** Work to be completed **
Repeat each line of the material below exactly as it appears, minus any pictures.
______________________________
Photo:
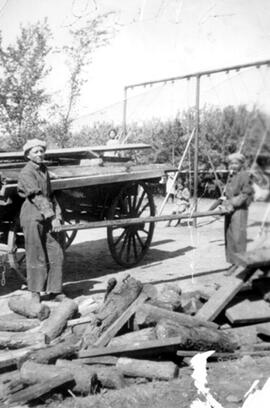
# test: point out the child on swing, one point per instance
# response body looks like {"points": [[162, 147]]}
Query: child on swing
{"points": [[182, 197]]}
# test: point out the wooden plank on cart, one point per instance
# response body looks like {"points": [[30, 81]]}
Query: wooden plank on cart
{"points": [[119, 323], [142, 348], [211, 309], [255, 258], [77, 151], [264, 329], [114, 176]]}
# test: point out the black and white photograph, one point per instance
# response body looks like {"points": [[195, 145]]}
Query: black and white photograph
{"points": [[135, 203]]}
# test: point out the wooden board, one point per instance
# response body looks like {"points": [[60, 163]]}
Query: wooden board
{"points": [[211, 309], [255, 258], [247, 311], [143, 348], [114, 176], [77, 151], [264, 329]]}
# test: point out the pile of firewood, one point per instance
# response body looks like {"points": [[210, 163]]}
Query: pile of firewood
{"points": [[137, 331]]}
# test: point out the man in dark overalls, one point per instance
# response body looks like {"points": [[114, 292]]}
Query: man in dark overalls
{"points": [[239, 195], [40, 219]]}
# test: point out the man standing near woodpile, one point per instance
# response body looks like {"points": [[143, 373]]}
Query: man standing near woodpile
{"points": [[238, 197], [40, 219]]}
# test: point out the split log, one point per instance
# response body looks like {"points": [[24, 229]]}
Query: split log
{"points": [[144, 348], [8, 382], [191, 302], [17, 324], [133, 337], [264, 346], [162, 370], [110, 377], [32, 373], [11, 357], [248, 312], [68, 348], [28, 307], [148, 315], [118, 300], [13, 340], [57, 321], [220, 299], [168, 297], [103, 360], [196, 338], [114, 328], [37, 390]]}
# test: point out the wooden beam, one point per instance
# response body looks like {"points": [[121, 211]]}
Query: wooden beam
{"points": [[105, 338], [154, 346], [36, 390], [248, 312], [75, 151], [255, 258], [211, 309]]}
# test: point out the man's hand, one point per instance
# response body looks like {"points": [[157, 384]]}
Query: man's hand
{"points": [[56, 225]]}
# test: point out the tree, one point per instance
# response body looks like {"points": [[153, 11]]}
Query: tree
{"points": [[23, 67], [85, 41]]}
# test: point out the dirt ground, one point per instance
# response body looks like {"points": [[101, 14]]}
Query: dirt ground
{"points": [[184, 256]]}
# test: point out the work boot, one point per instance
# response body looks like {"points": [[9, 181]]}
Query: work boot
{"points": [[230, 270], [57, 297], [35, 297]]}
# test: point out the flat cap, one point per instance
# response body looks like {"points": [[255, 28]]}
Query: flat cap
{"points": [[236, 156], [33, 143]]}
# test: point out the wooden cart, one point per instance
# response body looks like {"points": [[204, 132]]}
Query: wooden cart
{"points": [[88, 189]]}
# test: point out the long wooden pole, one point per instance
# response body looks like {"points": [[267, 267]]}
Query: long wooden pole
{"points": [[124, 125], [176, 173]]}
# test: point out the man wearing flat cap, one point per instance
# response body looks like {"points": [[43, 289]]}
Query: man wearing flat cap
{"points": [[239, 195], [40, 219]]}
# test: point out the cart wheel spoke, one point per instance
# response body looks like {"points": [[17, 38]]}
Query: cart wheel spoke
{"points": [[139, 239], [128, 248], [134, 247], [123, 246], [140, 201]]}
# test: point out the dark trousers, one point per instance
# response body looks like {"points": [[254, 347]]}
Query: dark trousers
{"points": [[44, 257], [235, 233]]}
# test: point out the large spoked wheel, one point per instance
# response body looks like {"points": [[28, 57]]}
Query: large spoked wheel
{"points": [[129, 244], [69, 236], [16, 251]]}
______________________________
** The solution **
Photo:
# test: point out the child on swing, one point per instance
# response body looks like {"points": [[162, 147]]}
Query: child on swing
{"points": [[182, 197]]}
# test: point out the wooden plank on cart, one point per instance
# response body looks like {"points": [[30, 81]]}
Query: wooden plank on cart
{"points": [[119, 323], [142, 348], [211, 309], [255, 258], [77, 151], [264, 329], [114, 176]]}
# test: point out the black and white photograph, one point per instance
# response body looks like {"points": [[195, 145]]}
Query: black and white photograph
{"points": [[135, 203]]}
# test: point out the wooden board, one point per instance
# response body looks like {"points": [[60, 163]]}
Query: wooden board
{"points": [[211, 309], [255, 258], [247, 311], [143, 348], [114, 176], [77, 151], [264, 329]]}
# test: point out the pile of firewood, one point per instance
# response body looks like {"points": [[210, 163]]}
Query: pile of firewood
{"points": [[137, 331]]}
# test: point out the man in dark overalls, one point per instance
# response body looks like {"points": [[114, 292]]}
Query: man in dark overalls
{"points": [[239, 195], [40, 219]]}
# test: point out the man standing near woodpile, one point per instance
# response body looks like {"points": [[143, 373]]}
Query: man standing near woodpile
{"points": [[238, 197], [40, 219]]}
# test: point out the split log, one point per instance
# response body looks like {"points": [[24, 229]]}
Query: split log
{"points": [[144, 348], [8, 382], [191, 302], [17, 324], [133, 337], [264, 346], [162, 370], [110, 377], [32, 373], [11, 357], [248, 312], [68, 348], [28, 307], [148, 315], [118, 300], [13, 340], [57, 321], [220, 299], [168, 297], [103, 360], [196, 338], [114, 328], [37, 390]]}
# test: point out the wooden beam, one point per instance
# response body looks like {"points": [[121, 211]]}
Query: wooden beam
{"points": [[105, 338], [154, 346], [36, 390], [248, 312], [75, 151], [255, 258], [211, 309]]}
# test: point out the man's hand, one point per instance
# response body looks like {"points": [[157, 384]]}
Query: man's hand
{"points": [[56, 225]]}
# test: point out the tree, one point per instance
# response body looks like {"points": [[153, 11]]}
Query: tree
{"points": [[23, 67], [85, 41]]}
# test: point out the dirt ground, one point per instance
# response body looks like {"points": [[101, 14]]}
Query: dirt ground
{"points": [[184, 256]]}
# test: point out the work boot, one point per instance
# response body looks like {"points": [[9, 181]]}
Query: work boot
{"points": [[230, 270], [57, 297], [35, 297]]}
# test: point out the flat cap, one point per instance
# response body looks like {"points": [[255, 28]]}
Query: flat cap
{"points": [[236, 156], [33, 143]]}
# test: point out the wooden cart, one point per instance
# response body looks like {"points": [[204, 132]]}
Query: wooden cart
{"points": [[88, 189]]}
# test: point out the long wooden pole, one point per instance
# response body looks like {"points": [[267, 267]]}
Query: long wooden pole
{"points": [[124, 125], [176, 173]]}
# test: point out the man wearing flat cap, one point per instance
# response body looks like {"points": [[43, 289]]}
Query: man wearing flat cap
{"points": [[239, 195], [40, 219]]}
# test: point out the cart wheel spoke, one point per instance
# response body looks like {"points": [[17, 38]]}
Query: cart wheel spoke
{"points": [[139, 239], [128, 248], [134, 247], [123, 246], [140, 201]]}
# test: point out the dark trousers, one point per instance
# response body looks like {"points": [[254, 347]]}
Query: dark trousers
{"points": [[44, 257], [235, 233]]}
# test: point out the large spoked wheel, one point per instance
# response body looks like {"points": [[28, 57]]}
Query: large spoked wheel
{"points": [[129, 244], [69, 236], [16, 251]]}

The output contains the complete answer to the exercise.